- **PROBLEM STATEMENT**: Copy out every line of the listing below word for word, omitting the pictures.

Excerpts from a location annotation dataset:
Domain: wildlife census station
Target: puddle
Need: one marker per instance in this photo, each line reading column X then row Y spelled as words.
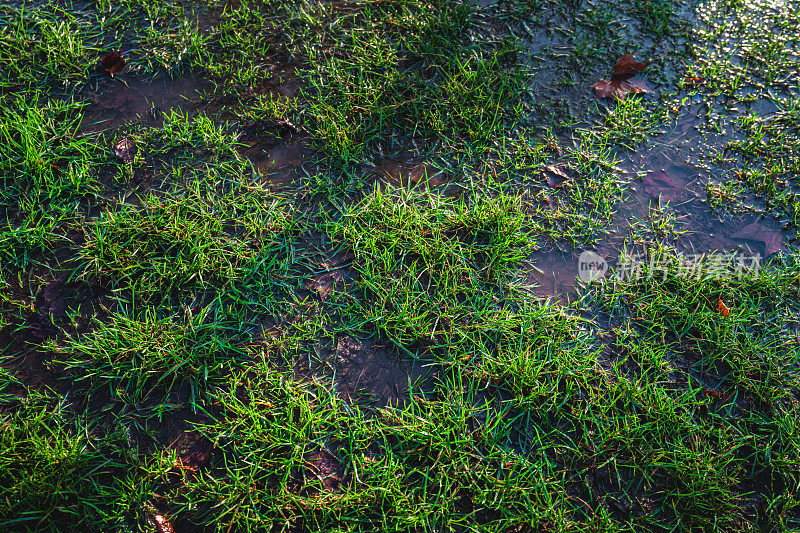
column 122, row 99
column 666, row 203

- **WRITTEN REPLY**:
Domain: wildlife census station
Target: puddle
Need: one marker per instance in this photo, each line reading column X then row Y spelled as words.
column 122, row 99
column 666, row 203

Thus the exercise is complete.